[EXERCISE GOAL]
Please give every line of the records below as a JSON list of strings, one string per line, leaving out blank lines.
··· PROVIDED DATA ···
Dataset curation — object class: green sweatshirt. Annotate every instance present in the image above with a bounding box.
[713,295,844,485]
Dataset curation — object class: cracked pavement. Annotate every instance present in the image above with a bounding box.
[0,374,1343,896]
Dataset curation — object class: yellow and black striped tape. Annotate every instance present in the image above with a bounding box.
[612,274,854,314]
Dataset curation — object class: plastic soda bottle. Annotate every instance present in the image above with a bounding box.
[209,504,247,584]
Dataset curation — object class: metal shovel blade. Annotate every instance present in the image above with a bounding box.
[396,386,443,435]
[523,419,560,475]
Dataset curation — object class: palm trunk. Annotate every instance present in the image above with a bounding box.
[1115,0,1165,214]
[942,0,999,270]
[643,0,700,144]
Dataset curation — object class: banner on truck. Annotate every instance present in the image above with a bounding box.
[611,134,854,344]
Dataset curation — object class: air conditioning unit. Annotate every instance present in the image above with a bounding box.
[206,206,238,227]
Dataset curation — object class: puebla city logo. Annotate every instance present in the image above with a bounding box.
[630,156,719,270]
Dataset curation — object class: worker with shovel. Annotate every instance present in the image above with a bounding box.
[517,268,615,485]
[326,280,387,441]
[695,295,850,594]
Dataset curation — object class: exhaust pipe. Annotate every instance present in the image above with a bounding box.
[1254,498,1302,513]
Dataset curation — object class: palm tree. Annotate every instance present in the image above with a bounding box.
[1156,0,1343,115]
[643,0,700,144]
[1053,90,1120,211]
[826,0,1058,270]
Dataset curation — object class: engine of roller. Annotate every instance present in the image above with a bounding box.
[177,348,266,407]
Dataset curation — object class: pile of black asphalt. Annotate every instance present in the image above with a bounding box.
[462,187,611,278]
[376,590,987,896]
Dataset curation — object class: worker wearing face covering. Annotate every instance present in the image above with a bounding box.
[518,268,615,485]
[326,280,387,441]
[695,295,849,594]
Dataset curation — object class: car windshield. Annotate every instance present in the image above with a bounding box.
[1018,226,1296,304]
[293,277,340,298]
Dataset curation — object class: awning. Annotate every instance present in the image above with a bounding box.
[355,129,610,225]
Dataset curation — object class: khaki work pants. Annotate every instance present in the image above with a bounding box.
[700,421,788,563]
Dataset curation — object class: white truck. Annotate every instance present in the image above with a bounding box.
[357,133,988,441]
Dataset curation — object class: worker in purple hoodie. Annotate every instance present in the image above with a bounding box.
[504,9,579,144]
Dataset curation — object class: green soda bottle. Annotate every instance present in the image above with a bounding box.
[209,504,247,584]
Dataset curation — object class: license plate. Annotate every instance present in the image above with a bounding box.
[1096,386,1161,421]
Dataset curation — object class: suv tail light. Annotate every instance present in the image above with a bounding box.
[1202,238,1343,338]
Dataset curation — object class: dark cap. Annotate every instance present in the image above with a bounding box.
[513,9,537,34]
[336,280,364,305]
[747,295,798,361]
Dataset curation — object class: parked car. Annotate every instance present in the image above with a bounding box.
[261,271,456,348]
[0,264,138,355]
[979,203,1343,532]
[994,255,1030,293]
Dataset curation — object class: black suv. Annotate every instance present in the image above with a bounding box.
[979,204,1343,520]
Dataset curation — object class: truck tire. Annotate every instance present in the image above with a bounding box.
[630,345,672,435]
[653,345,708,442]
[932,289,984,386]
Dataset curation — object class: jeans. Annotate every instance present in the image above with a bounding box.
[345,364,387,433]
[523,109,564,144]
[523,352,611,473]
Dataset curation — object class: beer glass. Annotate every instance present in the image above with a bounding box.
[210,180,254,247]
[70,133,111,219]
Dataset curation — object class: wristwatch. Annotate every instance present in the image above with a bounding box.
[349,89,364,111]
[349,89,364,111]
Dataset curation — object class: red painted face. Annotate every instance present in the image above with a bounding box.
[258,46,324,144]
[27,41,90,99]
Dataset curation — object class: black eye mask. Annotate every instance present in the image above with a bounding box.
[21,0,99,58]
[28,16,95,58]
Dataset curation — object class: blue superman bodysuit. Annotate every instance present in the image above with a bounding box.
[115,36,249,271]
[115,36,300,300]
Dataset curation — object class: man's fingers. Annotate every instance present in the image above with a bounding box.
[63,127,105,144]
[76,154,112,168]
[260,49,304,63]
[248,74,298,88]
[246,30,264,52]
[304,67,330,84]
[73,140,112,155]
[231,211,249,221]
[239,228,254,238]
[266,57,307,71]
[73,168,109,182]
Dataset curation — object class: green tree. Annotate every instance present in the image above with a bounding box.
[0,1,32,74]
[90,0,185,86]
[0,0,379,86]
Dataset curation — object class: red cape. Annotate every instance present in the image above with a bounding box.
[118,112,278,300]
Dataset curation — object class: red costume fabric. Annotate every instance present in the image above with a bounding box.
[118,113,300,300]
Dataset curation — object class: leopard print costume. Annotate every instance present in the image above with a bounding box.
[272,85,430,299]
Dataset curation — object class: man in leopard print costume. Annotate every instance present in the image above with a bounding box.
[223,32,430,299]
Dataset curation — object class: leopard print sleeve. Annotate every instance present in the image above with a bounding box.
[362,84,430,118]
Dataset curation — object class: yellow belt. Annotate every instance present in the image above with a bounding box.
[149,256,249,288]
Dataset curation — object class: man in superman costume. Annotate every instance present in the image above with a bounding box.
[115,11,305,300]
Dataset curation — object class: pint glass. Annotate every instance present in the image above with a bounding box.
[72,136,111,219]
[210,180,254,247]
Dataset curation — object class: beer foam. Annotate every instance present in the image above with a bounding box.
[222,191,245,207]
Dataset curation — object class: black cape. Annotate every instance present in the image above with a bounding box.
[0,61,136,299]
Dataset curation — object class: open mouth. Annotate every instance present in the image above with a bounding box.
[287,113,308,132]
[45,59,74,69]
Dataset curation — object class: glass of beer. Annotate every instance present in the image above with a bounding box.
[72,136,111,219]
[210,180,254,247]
···
[EXERCISE SOLUTION]
[
  "Dataset curation — object class: green sweatshirt. Annotate every instance present in the image above with a bounding box.",
  "[713,295,844,485]",
  "Dataset curation — object class: cracked pavement. Annotate every instance present in the image above with a bounding box.",
  "[0,374,1343,896]",
  "Dataset curation — object class: yellow and black striped tape. Annotate every instance present in the image above with a bounding box.",
  "[612,274,854,314]",
  "Dataset curation — object class: plastic soda bottle. Annotate every instance present in the image above with a bounding box.",
  "[209,504,247,584]",
  "Dataset curation — object class: metal shovel blade. Annotate every instance present in the image above with a bounding box.",
  "[396,386,443,435]",
  "[523,419,560,475]",
  "Dataset curation — object class: palm trunk. Annotate every instance present in the image above with a bounding box.",
  "[1115,0,1165,214]",
  "[942,0,999,270]",
  "[643,0,700,144]",
  "Dataset curation — object class: banner on truck. Annotate every instance present in the image above with a bounding box.",
  "[611,134,854,344]",
  "Dataset curation — object class: air conditioning unit. Annotate every instance present in the image above with a bounding box.",
  "[206,206,238,227]",
  "Dataset curation — object class: puebla city logo. Annotate every instance present in the image above with a bounding box.",
  "[630,156,719,270]",
  "Dataset curation — object class: worker with shovel. Annotate every instance present in the image above with a bounding box.",
  "[517,268,615,485]",
  "[326,280,387,441]",
  "[695,295,850,594]",
  "Dataset curation — object class: exhaust pipe. Annotate every instance present in the image above with a bounding box.",
  "[1254,498,1302,513]",
  "Dataset curation — object class: palm tree. Annotate every instance present in the image above with a bounding box.",
  "[1156,0,1343,115]",
  "[643,0,700,144]",
  "[1053,90,1120,211]",
  "[826,0,1058,270]",
  "Dataset curation — object class: engine of roller. Annotate every instance present in the image above with a bounding box.",
  "[177,348,266,407]",
  "Dataset curation — object class: pile of black asphalt. Annotate every instance present in the image above with a bounding box.",
  "[462,187,611,278]",
  "[376,590,987,896]",
  "Dataset curation — object class: worker wearing face covering. Annotate every instance present in the image above with a bounding box.",
  "[518,268,615,485]",
  "[326,280,387,441]",
  "[695,295,849,594]",
  "Dataset curation — object class: car windshield. Annotate every instance present in the image above with a bounding box.",
  "[1018,226,1296,304]",
  "[293,277,340,298]",
  "Dataset curation — object class: awning. Annotate every instance present in the image above with a bounding box.",
  "[355,129,610,225]",
  "Dataset curation — object class: khaki work pants. Annotate every instance present in the image above with a bounding box.",
  "[700,421,788,563]",
  "Dataset curation — object class: white truck. Annotate every instance present in the image above with a bounding box.",
  "[357,133,988,441]",
  "Dataset curation — object class: worker in purple hoodie. Annotate every instance present in the image above with a bounding box.",
  "[504,9,579,144]",
  "Dataset curation — object class: green soda bottle. Annotate every instance present in the image above with a bounding box.",
  "[209,504,247,584]",
  "Dataset curation — object class: license plate. Annotate every instance present in the image above with a bounding box.",
  "[1096,386,1161,421]",
  "Dataset curation — object class: suv tail light. Annotate every instance present in the image above with a bounding box.",
  "[1202,238,1343,338]",
  "Dataset curation — object class: dark cap. Annotate every instance present in the image above with a bounding box.",
  "[513,9,537,34]",
  "[336,280,364,305]",
  "[747,295,798,361]",
  "Dataset curation — object class: parked car. Annotate every instance present in the image above with a bounding box.",
  "[261,271,456,348]",
  "[0,264,138,355]",
  "[979,203,1343,532]",
  "[994,255,1030,293]",
  "Dataset curation — object class: black suv. Annotate every instance present in the image above with a bounding box.",
  "[979,204,1343,520]",
  "Dataset curation — object class: truck tire. Annotate every instance present in the image above with a bounding box.",
  "[630,345,672,435]",
  "[653,345,708,442]",
  "[932,289,984,386]",
  "Dataset curation — object class: jeans. Annotate every instance present in the image above with a bounding box.",
  "[345,364,387,433]",
  "[523,109,564,144]",
  "[523,352,611,473]",
  "Dataset curation — object class: beer glass. Annotate every instance present in the image above with a bounding box.",
  "[210,180,254,247]",
  "[70,133,111,219]",
  "Dataset curation — object class: wristwatch. Annotate every instance present in the image above with a bounding box.",
  "[349,89,364,111]",
  "[349,89,364,111]",
  "Dataset curation — object class: red painted face. Annotate every instance present in the image above with a bounding box.",
  "[258,46,324,144]",
  "[27,41,90,99]",
  "Dataset curation — object class: black eye mask. Annotate every instance present in the image above with a bounding box.",
  "[21,0,99,58]",
  "[28,16,95,58]",
  "Dataset curation — object class: blue superman bodysuit. Annotate every instance present in the image above with a bounding box.",
  "[115,36,249,271]",
  "[115,36,300,300]",
  "Dataset curation — object class: man's fingers. Annotate every instance present in the image above with a bounding box.",
  "[63,127,105,144]",
  "[76,154,112,168]",
  "[260,49,304,63]",
  "[248,74,298,88]",
  "[246,30,264,52]",
  "[304,67,330,84]",
  "[73,140,112,155]",
  "[231,211,249,221]",
  "[239,228,254,238]",
  "[266,57,307,71]",
  "[73,168,109,182]",
  "Dataset curation — object class: green tree. Annotate every instance present in the image above with a bounding box.",
  "[0,1,32,74]",
  "[90,0,185,86]",
  "[0,0,379,86]",
  "Dataset curation — object class: red cape. Annotate every instance present in the image above with a bounding box.",
  "[118,112,278,300]",
  "Dataset curation — object class: red costume fabric. Annotate every instance present in the image above with a bounding box.",
  "[118,113,300,300]",
  "Dataset curation — object class: leopard print costume. Annotate every instance present in the image above with a bounding box.",
  "[272,85,430,299]",
  "Dataset curation — object class: man in leopard print costume. Annotate every instance present in the image above with a bounding box.",
  "[223,32,430,299]",
  "Dataset curation — object class: leopard print sleeve. Annotate every instance present in the image above with a bounding box.",
  "[362,84,430,118]",
  "Dataset curation — object class: yellow belt. Annotate every instance present in the image above with a bounding box.",
  "[149,256,249,288]",
  "Dataset curation — object class: man in superman costume. Annotate every instance present in the image above with a bounding box.",
  "[115,11,305,300]",
  "Dataset curation — object class: pint glass. Annotate every instance present in the image above with a bounding box.",
  "[72,136,111,219]",
  "[210,180,254,247]",
  "Dataset curation — object class: beer foam. Annotate every instance present in the image above with a bounding box.",
  "[222,191,245,207]",
  "Dataset curation — object class: black cape. Annotate every instance present in the image above with a bounding box.",
  "[0,61,136,299]",
  "Dataset curation — object class: open mouth. Annotate every instance present in the image above with a bounding box.",
  "[287,113,308,132]",
  "[45,59,74,69]",
  "Dataset curation — object class: glass of beer. Annotate every instance present in the image above with a bounding box.",
  "[72,136,111,219]",
  "[210,180,254,247]"
]